> [WORK REQUEST]: Reproduce, please, the line that holds "Practice step: put one dot on the charred wooden" and all later lines through the end of the entries below, exactly; omit pictures.

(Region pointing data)

- - - - - - -

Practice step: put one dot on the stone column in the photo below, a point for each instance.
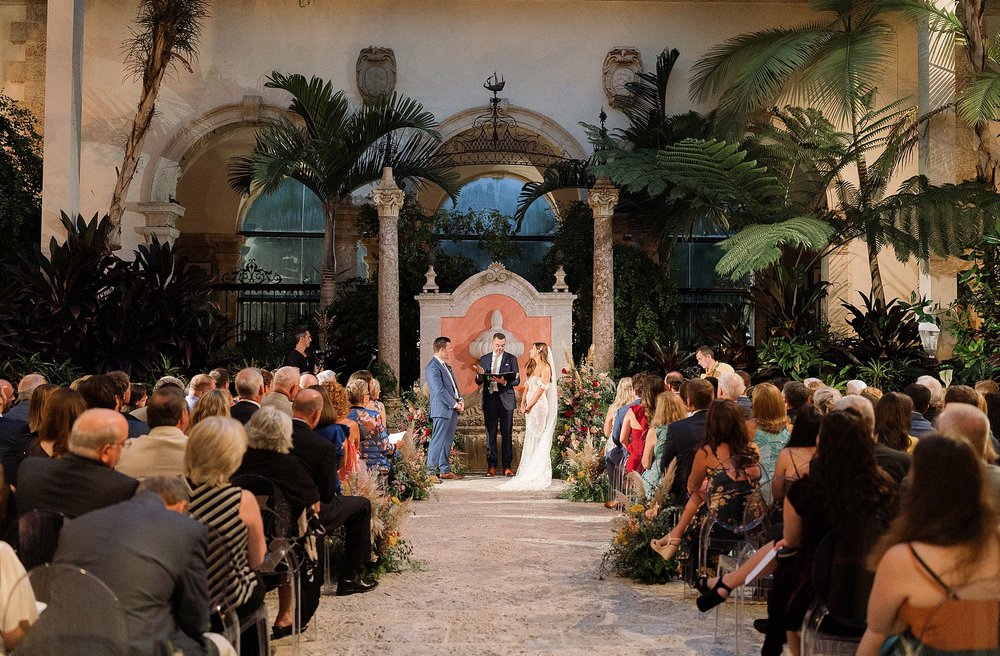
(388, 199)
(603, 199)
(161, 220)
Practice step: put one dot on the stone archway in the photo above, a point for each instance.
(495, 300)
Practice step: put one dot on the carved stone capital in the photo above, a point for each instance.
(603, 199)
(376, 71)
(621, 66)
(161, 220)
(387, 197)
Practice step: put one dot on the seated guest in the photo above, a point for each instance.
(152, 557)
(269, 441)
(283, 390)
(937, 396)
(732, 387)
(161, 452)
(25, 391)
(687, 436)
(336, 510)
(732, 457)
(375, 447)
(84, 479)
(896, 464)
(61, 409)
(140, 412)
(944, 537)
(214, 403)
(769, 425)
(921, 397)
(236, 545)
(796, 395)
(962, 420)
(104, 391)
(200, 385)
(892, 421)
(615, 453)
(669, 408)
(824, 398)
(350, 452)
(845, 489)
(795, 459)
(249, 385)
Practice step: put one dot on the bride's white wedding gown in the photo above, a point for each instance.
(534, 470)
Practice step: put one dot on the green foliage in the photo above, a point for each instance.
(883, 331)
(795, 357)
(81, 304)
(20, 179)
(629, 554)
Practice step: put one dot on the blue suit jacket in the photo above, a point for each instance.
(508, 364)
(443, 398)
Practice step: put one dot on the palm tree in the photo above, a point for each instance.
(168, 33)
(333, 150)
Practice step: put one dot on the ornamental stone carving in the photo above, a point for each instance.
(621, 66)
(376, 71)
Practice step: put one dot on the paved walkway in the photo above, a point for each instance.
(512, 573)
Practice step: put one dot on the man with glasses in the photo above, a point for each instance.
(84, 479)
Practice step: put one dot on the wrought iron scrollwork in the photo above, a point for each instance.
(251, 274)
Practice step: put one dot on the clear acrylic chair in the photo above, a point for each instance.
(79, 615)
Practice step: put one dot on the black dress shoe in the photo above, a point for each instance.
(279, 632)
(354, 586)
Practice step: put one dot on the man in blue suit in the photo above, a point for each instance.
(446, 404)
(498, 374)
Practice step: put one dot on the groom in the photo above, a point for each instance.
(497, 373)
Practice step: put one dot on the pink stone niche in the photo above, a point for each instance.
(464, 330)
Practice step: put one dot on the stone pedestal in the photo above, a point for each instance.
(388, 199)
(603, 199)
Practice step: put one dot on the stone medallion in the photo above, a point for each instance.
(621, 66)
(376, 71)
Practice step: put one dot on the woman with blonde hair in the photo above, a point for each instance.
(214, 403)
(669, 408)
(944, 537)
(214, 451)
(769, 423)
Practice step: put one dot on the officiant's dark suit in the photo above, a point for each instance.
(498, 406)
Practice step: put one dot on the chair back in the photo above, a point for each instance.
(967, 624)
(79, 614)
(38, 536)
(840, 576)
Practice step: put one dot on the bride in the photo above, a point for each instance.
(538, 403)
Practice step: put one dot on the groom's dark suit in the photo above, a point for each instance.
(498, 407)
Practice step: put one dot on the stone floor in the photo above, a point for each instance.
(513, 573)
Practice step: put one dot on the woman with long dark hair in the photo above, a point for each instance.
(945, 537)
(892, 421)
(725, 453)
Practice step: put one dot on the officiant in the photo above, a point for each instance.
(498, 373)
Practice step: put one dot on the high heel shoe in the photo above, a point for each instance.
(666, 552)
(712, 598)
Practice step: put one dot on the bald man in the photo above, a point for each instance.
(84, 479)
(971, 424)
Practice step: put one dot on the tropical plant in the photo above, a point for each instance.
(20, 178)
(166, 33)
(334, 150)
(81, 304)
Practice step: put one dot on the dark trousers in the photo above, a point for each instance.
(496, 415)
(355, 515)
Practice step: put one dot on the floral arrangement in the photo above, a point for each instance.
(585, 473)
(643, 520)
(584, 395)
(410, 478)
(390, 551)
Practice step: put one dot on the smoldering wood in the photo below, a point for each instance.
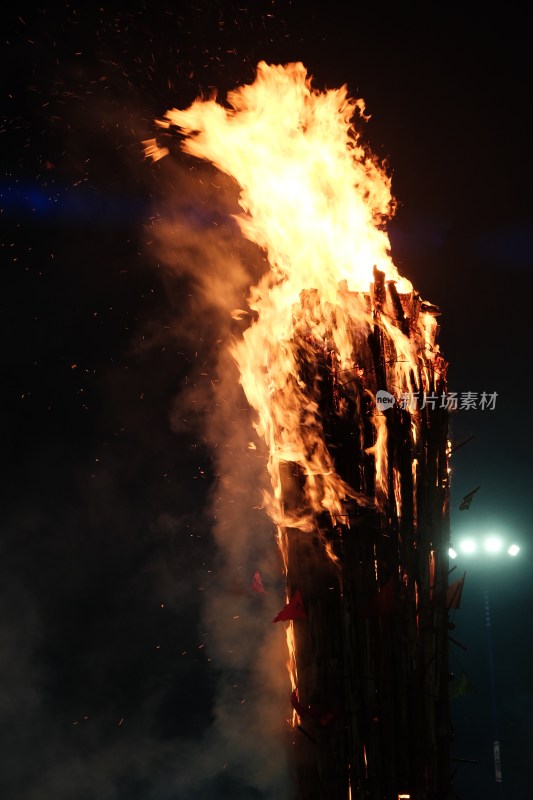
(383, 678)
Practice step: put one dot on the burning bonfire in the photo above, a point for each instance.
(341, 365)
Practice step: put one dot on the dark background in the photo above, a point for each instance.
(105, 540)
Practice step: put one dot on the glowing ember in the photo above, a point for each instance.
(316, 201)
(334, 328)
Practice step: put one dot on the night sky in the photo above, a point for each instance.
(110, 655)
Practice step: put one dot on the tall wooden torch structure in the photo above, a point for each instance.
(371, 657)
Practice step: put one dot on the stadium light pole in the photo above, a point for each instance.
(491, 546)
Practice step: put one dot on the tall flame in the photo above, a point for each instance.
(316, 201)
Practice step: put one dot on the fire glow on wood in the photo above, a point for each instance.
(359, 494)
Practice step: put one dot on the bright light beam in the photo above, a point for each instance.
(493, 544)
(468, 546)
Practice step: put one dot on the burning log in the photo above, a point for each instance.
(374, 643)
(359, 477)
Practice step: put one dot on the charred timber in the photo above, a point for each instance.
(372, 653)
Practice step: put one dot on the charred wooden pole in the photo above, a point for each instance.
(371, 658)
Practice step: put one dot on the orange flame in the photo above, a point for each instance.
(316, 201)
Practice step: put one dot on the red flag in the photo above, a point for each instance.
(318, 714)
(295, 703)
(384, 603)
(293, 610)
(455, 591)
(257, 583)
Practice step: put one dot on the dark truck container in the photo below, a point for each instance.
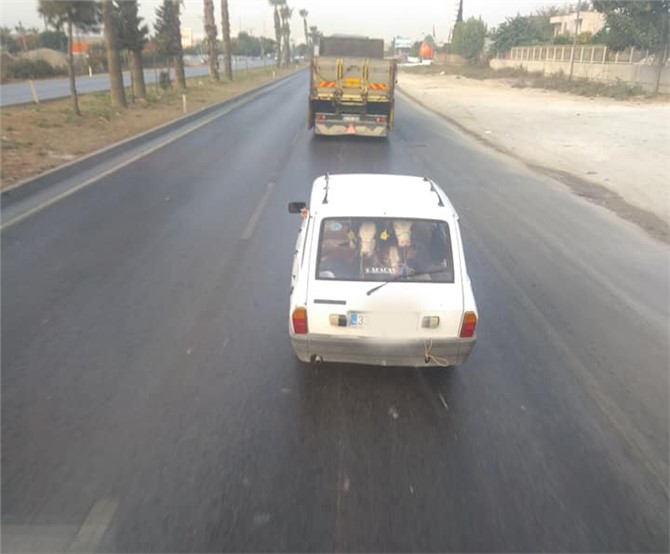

- - - - - - -

> [RESULT OF THIS EXERCISE]:
Practice step: put one dot on the charred wooden pole in the photo above, a point for each instance.
(371, 658)
Practice step: put one dot on the orange flame in the photo above, a point for each instance.
(316, 201)
Practice step: put one dot on the red flag in the photo above, a point for each instance.
(318, 714)
(295, 703)
(384, 603)
(293, 610)
(455, 591)
(257, 583)
Practice step: put one dot on the dark truck container in the photo below, a point for each instance.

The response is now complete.